• [Actions to take]:
1. In the passage on the Audit Committee and risk management, what are all major capital expenditure commitments subject to?
2. Translate this sentence from the passage on the Audit Committee and risk management into Spanish: "There are no risks which in the opinion of the Board threaten the existence of the Company."
3. Extend the company report passage on risk management with new text that follows on from its last sentence.

• [Passage provided]:
- - -
The Audit Committee takes due cognizance of the observations made by the auditors and gives their suggestions for improvement. The suggestions of the Audit Committee are also taken into account for further strengthening of the control systems.

24. Risk Management Policy:

Your Company recognizes that the risk is an integral part of business and is committed to managing the risks in proactive and efficient manner. Your Company periodically assesses the risks in the internal and external environment along with treating the risks and incorporates risk management plans in its strategy, business and operational plans.

The business plan for the future are devised and approved by the Board keeping in mind the risk factors which can significantly impact the performance of the particular business. All major capital expenditures commitments are subject to scrutiny by the Board and investments are permitted only on being satisfied about its returns or utility to the Company. There are no risks which in the opinion of the Board threaten the existence of the Company.
- - -
• [Record list]:
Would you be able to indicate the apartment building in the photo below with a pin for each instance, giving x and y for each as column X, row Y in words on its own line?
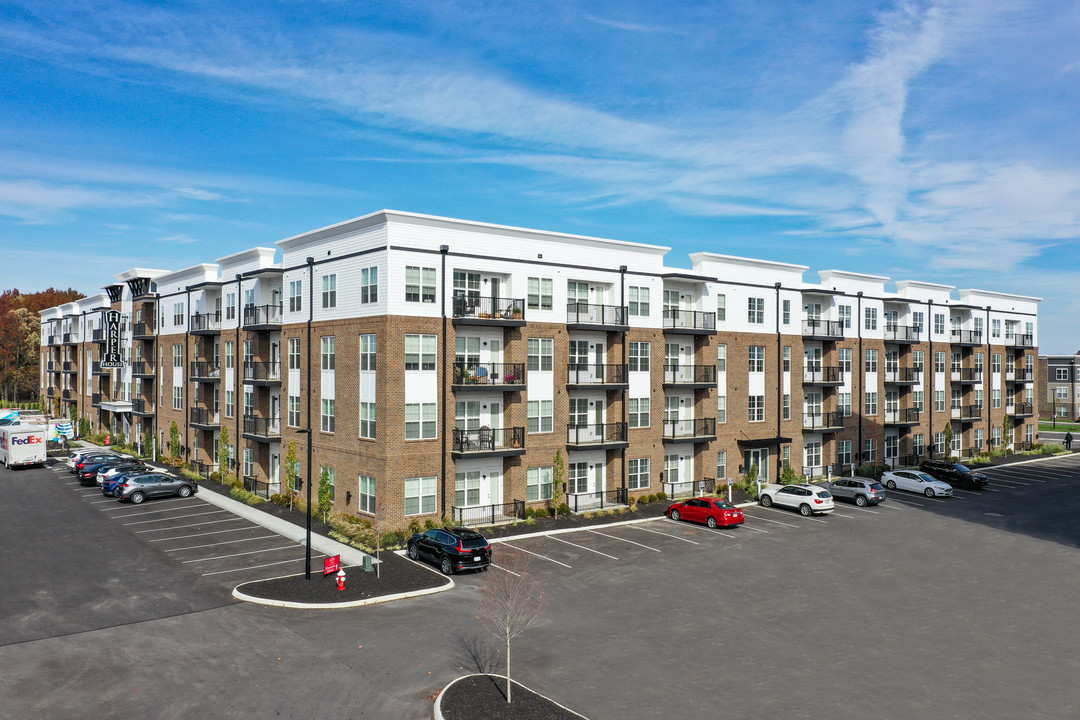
column 434, row 366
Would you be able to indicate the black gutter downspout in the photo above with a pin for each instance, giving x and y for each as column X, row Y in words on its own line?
column 443, row 249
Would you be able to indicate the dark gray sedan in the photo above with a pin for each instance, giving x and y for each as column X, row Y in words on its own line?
column 137, row 488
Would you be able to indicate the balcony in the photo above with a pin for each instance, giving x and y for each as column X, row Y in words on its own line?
column 690, row 376
column 144, row 331
column 499, row 312
column 700, row 430
column 264, row 430
column 607, row 436
column 966, row 338
column 205, row 324
column 205, row 371
column 507, row 377
column 205, row 419
column 902, row 417
column 968, row 412
column 598, row 376
column 822, row 329
column 586, row 316
column 689, row 322
column 822, row 422
column 488, row 443
column 818, row 375
column 262, row 317
column 904, row 334
column 261, row 374
column 901, row 376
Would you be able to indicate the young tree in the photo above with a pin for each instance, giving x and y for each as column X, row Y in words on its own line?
column 511, row 601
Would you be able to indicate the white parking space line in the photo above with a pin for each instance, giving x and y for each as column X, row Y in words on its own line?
column 224, row 542
column 581, row 546
column 667, row 534
column 544, row 557
column 170, row 519
column 224, row 557
column 624, row 540
column 193, row 525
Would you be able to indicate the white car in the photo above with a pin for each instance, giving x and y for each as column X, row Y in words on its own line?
column 916, row 481
column 807, row 499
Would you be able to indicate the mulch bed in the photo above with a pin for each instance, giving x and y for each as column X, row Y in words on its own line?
column 483, row 697
column 396, row 574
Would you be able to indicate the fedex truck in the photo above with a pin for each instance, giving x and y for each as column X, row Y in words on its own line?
column 22, row 445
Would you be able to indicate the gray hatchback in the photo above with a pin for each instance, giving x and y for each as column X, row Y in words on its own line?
column 861, row 490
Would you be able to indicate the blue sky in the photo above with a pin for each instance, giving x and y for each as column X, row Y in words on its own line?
column 930, row 140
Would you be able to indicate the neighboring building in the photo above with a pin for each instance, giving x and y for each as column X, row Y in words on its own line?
column 441, row 364
column 1057, row 386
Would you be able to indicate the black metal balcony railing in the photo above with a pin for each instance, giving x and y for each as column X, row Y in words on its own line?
column 256, row 315
column 596, row 434
column 488, row 374
column 261, row 426
column 488, row 439
column 596, row 374
column 689, row 320
column 261, row 371
column 678, row 430
column 490, row 514
column 823, row 328
column 496, row 309
column 585, row 313
column 690, row 375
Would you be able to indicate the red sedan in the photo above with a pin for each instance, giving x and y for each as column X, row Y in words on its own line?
column 711, row 511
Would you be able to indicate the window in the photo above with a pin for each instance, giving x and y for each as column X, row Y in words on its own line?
column 538, row 483
column 329, row 291
column 420, row 352
column 539, row 296
column 419, row 496
column 539, row 416
column 419, row 421
column 329, row 354
column 755, row 311
column 295, row 295
column 327, row 416
column 757, row 408
column 369, row 285
column 366, row 494
column 638, row 413
column 367, row 352
column 637, row 472
column 639, row 356
column 419, row 284
column 638, row 300
column 541, row 353
column 367, row 421
column 294, row 410
column 757, row 358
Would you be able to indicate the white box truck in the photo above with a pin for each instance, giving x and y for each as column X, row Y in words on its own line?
column 22, row 445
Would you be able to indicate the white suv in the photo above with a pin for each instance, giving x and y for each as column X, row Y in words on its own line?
column 807, row 499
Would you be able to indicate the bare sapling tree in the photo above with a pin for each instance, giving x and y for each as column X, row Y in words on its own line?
column 511, row 600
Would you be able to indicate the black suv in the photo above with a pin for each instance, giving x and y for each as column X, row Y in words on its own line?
column 955, row 474
column 451, row 548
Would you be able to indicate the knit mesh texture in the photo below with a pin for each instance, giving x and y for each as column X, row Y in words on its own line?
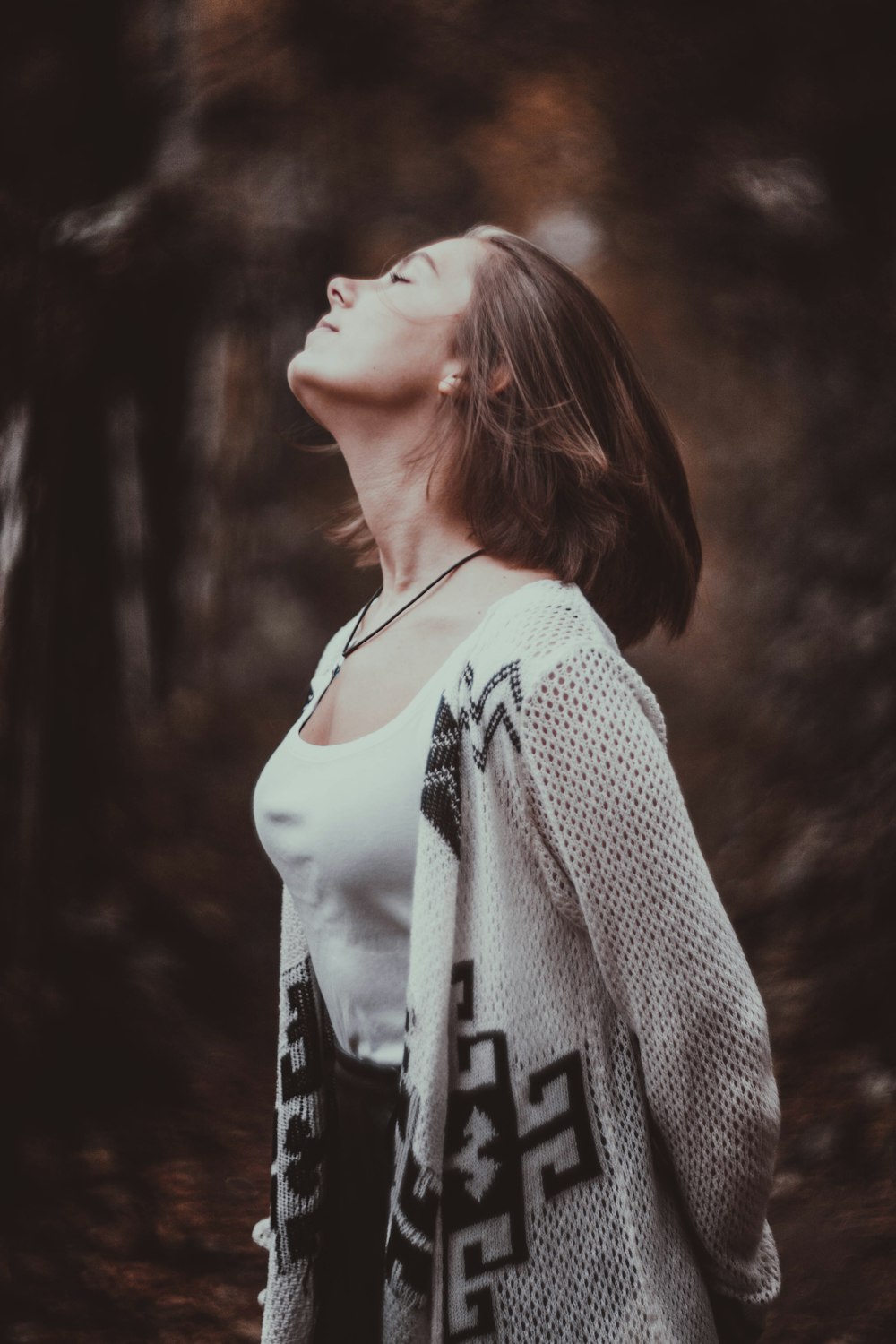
column 590, row 1117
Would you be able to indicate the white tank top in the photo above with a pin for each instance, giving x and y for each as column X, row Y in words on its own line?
column 340, row 825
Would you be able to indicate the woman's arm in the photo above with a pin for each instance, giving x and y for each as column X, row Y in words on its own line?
column 607, row 801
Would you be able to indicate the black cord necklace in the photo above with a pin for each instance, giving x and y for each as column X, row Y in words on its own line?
column 347, row 650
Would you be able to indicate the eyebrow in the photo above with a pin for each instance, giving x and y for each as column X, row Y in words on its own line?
column 425, row 255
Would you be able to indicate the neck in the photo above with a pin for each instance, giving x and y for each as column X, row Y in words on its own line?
column 417, row 537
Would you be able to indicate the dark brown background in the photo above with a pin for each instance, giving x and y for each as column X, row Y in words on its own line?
column 179, row 182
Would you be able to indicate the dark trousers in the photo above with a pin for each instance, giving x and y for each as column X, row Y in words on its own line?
column 357, row 1207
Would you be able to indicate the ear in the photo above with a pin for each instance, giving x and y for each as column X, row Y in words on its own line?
column 501, row 378
column 450, row 383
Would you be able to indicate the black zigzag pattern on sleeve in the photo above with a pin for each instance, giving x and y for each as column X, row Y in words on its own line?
column 296, row 1198
column 441, row 797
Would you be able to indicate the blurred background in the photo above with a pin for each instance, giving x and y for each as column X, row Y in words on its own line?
column 179, row 179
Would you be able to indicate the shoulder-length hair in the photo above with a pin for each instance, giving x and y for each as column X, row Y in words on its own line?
column 554, row 448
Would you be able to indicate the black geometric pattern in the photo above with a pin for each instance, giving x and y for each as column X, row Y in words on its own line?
column 484, row 1191
column 411, row 1231
column 296, row 1206
column 441, row 797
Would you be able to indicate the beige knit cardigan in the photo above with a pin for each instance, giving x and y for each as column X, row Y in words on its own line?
column 589, row 1115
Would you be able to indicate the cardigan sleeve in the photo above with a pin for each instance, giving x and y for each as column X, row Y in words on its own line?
column 608, row 804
- - -
• [Final results]:
1. They are subject to scrutiny by the Board.

2. No existen riesgos que, en opinión del Consejo de Administración, amenacen la existencia de la Compañía.

3.
The Company has formulated and implemented a Risk Management Policy that outlines the framework and procedures to assess and mitigate the impact of risks. Under the guidance of the Board of Directors of the Company and Key Managerial Personnel who are conversant with risk management systems and procedures have been entrusted with the risk management of the Company in accordance with the formulated policy. The Audit Committee has additional oversight in the area of financial risks and controls. All risks are systematically addressed through mitigating actions on a continuing basis.

25. Audit Committee:

The details pertaining to composition of audit committee are included in the Corporate Governance Report, which forms the part of this report.

26. Audit Committee Recommendations:

During the financial year 2018-19, there were no instances of non-acceptance of any recommendation of the Audit Committee by the Board of Directors.

27. Establishment Of Vigil Mechanism / Whistle Blower Policy:

As per the provisions of Section 177 of the Companies Act, 2013, the Company has adopted the Vigil Mechanism/Whistle Blower Policy to provide appropriate avenues to the employees to bring to the attention of the management any issues which is perceived to be in violation of or in conflict with the fundamental business principals of the Company. The policy is also posted on the website of the Company.

The employees are free to report to the management concerns about unethical behavior, actual or suspected fraud or violation of the codes of conduct or corporate governance policy or any improper activity to the Audit Committee of the Company or Chairman of the Company.

The Whistle Blower Policy has been appropriately communicated within the Company. The policy empowers the Chairman of the Audit Committee/Chairman of the Company to investigate any protected disclosure including matters concerning financials/accounting, etc. received from the employees under this policy.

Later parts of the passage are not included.